_Rows_
[start]
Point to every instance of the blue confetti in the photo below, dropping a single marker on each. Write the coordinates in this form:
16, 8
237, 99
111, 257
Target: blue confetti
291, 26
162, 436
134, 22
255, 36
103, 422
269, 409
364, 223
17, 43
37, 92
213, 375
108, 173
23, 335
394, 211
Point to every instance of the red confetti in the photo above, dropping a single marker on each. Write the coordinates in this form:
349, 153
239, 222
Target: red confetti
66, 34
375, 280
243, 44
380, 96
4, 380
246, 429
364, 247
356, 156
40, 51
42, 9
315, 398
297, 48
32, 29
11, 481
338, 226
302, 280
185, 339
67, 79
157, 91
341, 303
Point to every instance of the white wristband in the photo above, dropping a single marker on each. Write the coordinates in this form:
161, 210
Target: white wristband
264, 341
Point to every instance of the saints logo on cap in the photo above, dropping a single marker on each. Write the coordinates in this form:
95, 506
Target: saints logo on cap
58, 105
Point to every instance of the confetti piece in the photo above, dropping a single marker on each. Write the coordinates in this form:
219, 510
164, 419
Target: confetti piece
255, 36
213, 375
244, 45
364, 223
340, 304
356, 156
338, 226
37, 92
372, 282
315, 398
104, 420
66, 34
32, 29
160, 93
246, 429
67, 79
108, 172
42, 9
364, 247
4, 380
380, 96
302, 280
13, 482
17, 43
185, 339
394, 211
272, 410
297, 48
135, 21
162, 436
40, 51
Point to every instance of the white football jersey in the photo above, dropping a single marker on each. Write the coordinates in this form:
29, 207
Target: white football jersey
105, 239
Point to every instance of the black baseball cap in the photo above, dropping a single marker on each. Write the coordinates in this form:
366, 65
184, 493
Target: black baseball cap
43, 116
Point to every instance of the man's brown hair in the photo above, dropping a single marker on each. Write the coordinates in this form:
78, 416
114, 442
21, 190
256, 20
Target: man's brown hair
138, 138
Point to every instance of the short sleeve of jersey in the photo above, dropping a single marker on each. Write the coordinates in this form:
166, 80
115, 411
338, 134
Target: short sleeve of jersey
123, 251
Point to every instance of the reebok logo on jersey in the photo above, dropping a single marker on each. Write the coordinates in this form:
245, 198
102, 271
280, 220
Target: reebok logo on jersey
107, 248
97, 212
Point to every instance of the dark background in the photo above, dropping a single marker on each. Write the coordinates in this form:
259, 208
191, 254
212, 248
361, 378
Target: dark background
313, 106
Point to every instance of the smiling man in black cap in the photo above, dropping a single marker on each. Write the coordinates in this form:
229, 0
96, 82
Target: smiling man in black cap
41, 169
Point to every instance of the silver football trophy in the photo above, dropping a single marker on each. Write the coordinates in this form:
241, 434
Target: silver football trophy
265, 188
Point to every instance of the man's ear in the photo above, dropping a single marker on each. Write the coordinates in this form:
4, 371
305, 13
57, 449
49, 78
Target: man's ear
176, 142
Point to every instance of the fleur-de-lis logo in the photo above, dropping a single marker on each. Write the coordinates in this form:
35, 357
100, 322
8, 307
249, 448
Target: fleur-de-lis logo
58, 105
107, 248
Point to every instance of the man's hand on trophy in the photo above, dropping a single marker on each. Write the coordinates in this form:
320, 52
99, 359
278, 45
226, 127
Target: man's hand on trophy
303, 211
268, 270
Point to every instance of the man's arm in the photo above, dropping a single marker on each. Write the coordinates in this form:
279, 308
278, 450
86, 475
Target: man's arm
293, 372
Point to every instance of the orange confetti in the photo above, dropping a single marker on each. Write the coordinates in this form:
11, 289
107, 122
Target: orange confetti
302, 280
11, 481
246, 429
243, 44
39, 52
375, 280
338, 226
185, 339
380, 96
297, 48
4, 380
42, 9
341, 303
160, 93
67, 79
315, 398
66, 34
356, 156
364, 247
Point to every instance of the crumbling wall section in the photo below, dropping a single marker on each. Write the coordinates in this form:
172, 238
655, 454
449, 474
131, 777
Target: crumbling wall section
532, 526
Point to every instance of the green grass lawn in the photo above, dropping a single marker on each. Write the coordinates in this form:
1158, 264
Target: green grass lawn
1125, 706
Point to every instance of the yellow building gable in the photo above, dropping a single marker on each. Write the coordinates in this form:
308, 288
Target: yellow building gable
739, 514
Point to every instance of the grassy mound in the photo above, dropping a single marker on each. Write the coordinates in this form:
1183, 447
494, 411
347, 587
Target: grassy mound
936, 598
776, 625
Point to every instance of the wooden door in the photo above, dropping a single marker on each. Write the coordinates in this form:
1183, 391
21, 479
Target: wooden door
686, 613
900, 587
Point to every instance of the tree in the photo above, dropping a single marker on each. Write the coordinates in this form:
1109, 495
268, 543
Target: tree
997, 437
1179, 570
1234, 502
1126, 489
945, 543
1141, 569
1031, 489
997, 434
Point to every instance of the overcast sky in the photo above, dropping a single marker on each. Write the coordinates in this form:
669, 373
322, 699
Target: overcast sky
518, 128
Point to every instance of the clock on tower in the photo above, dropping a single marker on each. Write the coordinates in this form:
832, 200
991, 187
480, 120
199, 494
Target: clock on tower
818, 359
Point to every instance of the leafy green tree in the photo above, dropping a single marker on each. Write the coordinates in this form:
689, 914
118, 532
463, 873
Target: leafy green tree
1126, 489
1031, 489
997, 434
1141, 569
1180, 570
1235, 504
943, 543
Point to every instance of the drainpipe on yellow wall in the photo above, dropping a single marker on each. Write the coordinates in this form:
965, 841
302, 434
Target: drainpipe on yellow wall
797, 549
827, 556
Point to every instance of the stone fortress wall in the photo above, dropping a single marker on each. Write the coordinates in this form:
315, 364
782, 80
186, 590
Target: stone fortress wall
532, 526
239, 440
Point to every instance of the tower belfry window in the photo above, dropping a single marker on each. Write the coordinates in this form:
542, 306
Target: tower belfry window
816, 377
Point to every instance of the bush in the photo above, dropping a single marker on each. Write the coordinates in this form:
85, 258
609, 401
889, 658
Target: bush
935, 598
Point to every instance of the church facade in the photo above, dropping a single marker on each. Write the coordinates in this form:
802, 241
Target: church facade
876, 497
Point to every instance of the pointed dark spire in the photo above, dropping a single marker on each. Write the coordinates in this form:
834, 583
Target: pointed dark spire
[end]
Reproduce, word for word, everything in the material above from the line containing "Point to every instance of the stone" down to the end of the material.

Point to every instance of the stone fortress wall in the photo above, dropping a single marker on each. Write the coordinates in this form:
315, 364
782, 80
186, 590
Target: stone fortress wall
532, 526
239, 440
Point to every instance of the tower belfry window in the photo above, dropping a single marker on each. Write the coordinates in this form:
542, 306
Target: tower belfry window
816, 377
Point to every instance of the bush in the photo above, dropping a single marker on each. Write the coordinates in this form:
85, 258
609, 401
889, 658
Target: bush
935, 598
Point to every instance of the church facade in the photo above, dropping a single marker on each. Write the coordinates in this form:
802, 241
Target: church facade
876, 497
Point to every instance of the pointed dark spire in the photo above, dropping a single marker on each. Write the coordinates in this form:
834, 583
Target: pointed dark spire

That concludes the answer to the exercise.